═══ Input records

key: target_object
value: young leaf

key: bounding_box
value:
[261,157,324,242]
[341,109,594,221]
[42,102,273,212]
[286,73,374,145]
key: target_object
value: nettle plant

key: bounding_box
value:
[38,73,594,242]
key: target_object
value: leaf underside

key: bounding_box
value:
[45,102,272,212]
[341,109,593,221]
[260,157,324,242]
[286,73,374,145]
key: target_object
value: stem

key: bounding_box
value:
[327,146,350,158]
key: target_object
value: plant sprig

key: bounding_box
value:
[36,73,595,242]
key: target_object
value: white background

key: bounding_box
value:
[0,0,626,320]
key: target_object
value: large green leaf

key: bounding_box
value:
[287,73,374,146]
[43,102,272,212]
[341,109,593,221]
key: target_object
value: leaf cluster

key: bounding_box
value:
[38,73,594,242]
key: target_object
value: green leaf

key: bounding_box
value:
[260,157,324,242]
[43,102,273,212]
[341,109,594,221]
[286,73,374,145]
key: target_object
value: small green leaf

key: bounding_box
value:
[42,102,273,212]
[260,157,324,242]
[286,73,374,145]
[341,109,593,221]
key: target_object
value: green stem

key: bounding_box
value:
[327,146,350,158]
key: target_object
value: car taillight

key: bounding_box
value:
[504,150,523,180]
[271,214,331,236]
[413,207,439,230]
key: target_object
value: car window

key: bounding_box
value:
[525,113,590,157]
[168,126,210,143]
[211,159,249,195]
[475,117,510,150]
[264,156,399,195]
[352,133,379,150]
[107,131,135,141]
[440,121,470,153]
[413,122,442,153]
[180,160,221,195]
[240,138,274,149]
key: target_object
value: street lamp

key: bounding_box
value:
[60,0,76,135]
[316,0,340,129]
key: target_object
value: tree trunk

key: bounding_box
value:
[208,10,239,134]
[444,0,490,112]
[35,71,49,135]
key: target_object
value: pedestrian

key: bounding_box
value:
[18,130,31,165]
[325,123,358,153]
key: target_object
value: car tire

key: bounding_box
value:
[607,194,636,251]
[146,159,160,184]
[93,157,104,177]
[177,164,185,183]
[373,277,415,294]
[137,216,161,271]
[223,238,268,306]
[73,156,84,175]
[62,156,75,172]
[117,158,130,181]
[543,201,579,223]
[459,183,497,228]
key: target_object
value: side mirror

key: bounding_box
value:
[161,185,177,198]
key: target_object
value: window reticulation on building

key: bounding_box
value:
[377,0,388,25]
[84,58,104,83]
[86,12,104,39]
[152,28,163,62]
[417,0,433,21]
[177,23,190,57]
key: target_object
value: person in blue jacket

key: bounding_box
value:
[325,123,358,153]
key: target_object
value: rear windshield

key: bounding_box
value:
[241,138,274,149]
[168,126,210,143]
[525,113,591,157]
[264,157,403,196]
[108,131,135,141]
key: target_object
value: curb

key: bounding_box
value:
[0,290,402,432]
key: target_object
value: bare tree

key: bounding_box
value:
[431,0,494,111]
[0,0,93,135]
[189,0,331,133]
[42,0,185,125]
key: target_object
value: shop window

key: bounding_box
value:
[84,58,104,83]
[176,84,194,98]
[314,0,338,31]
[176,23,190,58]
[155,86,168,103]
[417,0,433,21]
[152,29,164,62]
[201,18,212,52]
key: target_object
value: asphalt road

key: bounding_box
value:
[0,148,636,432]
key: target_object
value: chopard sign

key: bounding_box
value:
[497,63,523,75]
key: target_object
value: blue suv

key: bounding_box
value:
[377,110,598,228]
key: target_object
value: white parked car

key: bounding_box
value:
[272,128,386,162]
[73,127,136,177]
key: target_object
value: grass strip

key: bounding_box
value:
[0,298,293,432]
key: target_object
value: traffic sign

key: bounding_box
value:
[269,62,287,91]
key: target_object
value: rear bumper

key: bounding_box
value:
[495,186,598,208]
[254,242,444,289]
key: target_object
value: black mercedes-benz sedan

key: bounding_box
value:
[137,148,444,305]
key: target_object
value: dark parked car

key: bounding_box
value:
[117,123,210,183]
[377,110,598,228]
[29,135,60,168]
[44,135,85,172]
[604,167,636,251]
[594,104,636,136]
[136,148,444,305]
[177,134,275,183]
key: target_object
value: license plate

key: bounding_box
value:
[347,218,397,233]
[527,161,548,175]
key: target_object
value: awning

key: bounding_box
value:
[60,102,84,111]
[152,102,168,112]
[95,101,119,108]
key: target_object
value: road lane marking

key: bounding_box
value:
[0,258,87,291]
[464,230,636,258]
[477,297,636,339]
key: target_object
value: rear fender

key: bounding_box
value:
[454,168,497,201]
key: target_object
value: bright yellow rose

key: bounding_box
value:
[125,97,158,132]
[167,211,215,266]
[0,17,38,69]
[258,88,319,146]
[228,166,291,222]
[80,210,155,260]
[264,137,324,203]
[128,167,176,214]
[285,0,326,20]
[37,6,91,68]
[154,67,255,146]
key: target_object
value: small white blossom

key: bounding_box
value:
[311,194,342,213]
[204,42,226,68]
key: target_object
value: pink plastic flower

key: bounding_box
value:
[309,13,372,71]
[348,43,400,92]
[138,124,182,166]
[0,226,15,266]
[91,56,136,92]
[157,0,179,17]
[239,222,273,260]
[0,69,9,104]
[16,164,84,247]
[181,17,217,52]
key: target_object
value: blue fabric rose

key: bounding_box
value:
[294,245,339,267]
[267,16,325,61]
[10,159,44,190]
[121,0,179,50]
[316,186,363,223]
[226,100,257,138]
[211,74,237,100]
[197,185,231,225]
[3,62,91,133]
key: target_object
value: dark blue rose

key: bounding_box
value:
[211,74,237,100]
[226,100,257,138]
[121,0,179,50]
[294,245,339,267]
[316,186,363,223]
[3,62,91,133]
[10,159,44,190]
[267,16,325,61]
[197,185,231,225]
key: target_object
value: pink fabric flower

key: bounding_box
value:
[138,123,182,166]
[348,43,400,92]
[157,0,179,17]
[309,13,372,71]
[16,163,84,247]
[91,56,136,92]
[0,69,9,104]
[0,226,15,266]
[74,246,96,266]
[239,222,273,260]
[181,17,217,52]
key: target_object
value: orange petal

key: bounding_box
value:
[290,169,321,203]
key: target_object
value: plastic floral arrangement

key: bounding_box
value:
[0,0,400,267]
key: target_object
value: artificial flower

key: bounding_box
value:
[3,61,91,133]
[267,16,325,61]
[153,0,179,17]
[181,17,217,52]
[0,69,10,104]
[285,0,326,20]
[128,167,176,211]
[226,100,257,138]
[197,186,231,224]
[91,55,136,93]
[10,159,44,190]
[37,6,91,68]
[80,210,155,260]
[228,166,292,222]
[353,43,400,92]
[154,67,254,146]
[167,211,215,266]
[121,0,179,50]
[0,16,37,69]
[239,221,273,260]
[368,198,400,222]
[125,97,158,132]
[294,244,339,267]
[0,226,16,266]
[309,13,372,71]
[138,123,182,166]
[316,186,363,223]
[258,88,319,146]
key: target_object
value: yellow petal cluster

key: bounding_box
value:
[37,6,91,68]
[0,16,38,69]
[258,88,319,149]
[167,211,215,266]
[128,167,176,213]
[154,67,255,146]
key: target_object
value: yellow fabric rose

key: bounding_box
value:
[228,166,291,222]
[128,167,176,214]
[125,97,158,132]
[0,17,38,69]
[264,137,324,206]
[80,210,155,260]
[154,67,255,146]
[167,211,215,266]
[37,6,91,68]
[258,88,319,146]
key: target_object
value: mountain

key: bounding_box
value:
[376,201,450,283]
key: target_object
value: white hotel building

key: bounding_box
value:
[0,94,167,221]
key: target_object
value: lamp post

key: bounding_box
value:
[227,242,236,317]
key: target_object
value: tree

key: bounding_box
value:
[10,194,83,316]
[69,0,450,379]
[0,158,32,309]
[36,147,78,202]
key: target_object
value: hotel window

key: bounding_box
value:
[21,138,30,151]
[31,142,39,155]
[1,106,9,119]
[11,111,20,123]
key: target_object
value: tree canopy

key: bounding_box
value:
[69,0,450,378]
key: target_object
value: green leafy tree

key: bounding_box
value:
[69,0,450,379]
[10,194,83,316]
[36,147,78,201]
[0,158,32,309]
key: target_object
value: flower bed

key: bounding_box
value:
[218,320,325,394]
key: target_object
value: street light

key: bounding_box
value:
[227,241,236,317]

══════

- Problem
Pull out every line in the records that contains the word "yellow" and list those lines.

- Result
value: bright yellow rose
value: yellow petal cluster
value: yellow fabric rose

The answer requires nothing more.